● **Stated goal**:
Pull out the lines of the records below, starting with the line that contains "Locate the child" and going on through the line that contains "(195, 1087)", and reproduce them word for word with both end lines included.
# Start of Excerpted records
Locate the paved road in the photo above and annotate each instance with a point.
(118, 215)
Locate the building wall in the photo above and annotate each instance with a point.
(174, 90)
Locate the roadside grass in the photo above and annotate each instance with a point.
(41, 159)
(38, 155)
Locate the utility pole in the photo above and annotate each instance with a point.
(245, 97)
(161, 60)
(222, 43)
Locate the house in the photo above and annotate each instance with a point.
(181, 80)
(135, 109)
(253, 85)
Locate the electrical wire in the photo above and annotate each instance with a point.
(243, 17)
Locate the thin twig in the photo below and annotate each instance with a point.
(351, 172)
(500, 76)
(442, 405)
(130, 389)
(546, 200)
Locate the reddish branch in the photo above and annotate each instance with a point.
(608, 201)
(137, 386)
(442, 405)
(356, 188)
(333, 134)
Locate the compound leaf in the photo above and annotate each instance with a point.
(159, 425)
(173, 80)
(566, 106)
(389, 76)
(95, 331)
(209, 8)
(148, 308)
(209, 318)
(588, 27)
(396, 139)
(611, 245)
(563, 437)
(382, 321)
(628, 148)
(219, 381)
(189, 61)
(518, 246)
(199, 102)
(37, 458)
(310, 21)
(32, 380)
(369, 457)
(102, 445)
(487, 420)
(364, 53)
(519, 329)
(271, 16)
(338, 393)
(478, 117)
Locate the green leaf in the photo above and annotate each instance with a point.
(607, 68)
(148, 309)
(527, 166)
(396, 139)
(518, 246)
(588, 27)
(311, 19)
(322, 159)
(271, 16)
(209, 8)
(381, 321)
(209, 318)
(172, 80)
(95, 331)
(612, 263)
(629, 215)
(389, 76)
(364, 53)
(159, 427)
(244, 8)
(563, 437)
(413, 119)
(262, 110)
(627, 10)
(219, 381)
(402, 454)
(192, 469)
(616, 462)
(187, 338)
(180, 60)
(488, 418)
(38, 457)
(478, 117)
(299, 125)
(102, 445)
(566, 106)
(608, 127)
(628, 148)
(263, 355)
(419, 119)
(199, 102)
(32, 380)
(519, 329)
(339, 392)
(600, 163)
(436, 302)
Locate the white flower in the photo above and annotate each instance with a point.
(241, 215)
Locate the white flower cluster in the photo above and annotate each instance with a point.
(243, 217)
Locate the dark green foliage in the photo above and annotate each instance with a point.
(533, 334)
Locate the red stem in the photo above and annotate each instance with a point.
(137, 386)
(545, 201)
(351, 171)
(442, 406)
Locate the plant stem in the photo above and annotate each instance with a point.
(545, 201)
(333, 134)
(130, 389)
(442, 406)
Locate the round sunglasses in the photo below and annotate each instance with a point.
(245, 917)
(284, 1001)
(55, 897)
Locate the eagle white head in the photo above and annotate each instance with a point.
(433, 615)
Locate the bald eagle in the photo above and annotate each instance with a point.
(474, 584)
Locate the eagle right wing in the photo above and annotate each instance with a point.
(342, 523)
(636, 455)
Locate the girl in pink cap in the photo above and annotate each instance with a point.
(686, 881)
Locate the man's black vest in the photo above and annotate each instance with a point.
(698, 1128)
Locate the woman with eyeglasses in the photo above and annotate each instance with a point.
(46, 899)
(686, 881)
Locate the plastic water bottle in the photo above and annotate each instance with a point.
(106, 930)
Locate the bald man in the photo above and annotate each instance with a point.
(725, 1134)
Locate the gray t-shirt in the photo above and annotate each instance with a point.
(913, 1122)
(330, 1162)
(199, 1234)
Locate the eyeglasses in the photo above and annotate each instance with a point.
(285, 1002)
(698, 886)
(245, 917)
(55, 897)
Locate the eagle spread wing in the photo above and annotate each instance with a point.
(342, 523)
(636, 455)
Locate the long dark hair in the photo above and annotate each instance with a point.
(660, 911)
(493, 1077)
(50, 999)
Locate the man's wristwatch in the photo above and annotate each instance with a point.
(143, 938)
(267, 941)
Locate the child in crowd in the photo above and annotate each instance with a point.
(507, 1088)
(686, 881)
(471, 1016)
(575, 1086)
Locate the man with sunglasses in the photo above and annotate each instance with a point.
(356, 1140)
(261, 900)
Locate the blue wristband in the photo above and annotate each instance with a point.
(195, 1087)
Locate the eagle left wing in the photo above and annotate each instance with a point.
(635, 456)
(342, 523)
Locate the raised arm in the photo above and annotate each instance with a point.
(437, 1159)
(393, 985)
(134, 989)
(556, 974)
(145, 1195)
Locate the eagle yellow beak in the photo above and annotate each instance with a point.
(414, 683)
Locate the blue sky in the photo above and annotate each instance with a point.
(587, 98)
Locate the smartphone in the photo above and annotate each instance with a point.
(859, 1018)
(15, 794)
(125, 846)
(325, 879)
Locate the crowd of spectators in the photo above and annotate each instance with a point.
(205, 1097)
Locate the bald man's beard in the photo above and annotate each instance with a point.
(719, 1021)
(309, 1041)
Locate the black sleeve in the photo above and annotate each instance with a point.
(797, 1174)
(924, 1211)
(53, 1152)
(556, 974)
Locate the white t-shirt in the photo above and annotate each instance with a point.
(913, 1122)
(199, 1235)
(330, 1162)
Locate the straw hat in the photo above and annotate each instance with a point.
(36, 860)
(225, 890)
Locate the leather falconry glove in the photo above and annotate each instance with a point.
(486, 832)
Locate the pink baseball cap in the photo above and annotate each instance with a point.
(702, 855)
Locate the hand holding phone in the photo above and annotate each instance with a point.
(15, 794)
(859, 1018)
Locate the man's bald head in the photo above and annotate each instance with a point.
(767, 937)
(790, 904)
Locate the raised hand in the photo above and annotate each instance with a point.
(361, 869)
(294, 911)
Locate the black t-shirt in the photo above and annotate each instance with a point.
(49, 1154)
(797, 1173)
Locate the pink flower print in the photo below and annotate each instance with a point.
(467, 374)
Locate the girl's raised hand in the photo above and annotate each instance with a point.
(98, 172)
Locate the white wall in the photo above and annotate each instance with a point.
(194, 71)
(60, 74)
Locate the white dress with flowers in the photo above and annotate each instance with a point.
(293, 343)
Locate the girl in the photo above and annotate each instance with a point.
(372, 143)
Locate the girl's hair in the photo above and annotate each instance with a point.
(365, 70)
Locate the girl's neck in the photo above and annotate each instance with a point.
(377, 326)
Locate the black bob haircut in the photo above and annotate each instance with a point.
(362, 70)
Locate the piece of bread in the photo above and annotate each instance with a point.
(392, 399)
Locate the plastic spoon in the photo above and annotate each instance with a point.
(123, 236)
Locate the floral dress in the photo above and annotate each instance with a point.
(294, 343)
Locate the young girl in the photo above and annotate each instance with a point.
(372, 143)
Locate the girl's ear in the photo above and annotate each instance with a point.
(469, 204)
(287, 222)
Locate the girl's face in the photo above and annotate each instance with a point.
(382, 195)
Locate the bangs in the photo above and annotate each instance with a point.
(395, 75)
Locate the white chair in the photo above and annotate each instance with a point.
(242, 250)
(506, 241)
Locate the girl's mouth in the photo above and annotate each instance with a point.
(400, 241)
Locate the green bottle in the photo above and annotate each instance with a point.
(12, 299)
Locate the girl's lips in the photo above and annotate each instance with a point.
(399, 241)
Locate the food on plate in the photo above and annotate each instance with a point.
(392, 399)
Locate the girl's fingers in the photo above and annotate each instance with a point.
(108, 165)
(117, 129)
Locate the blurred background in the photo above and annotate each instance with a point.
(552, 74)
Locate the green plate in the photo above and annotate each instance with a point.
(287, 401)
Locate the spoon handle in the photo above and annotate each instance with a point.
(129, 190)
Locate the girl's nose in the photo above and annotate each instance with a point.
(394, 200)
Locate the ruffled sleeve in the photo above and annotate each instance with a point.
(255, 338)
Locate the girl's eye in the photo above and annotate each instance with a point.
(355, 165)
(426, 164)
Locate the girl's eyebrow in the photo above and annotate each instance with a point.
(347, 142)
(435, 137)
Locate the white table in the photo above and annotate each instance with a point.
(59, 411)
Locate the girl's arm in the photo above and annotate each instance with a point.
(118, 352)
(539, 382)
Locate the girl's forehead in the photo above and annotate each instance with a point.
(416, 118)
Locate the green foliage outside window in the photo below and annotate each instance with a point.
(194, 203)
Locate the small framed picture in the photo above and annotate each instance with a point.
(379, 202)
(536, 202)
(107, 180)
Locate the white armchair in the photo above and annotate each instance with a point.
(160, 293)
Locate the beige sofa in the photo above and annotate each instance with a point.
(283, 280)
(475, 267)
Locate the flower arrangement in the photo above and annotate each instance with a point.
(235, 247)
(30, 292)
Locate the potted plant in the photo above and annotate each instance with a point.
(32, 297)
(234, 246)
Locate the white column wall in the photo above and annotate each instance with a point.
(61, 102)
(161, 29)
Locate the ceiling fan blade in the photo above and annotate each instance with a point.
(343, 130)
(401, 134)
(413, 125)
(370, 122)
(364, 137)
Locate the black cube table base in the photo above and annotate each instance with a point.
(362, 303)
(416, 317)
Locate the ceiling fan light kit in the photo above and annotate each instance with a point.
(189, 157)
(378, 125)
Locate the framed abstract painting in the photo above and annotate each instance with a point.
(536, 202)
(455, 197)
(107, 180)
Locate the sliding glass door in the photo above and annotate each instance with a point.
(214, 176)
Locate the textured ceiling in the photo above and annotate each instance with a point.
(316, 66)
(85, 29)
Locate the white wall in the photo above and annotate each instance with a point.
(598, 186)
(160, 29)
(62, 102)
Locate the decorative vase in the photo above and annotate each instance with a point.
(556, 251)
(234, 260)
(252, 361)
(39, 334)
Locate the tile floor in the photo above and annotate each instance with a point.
# End of Excerpted records
● **Exercise answer**:
Locate the child in crowd in the photo above and annotate each instance with a point.
(507, 1088)
(686, 881)
(471, 1016)
(575, 1086)
Locate the man with sunglasses in the photo above and annotate each instance with a point.
(356, 1140)
(261, 900)
Locate the blue wristband in the photo above and annotate each instance with a point.
(195, 1087)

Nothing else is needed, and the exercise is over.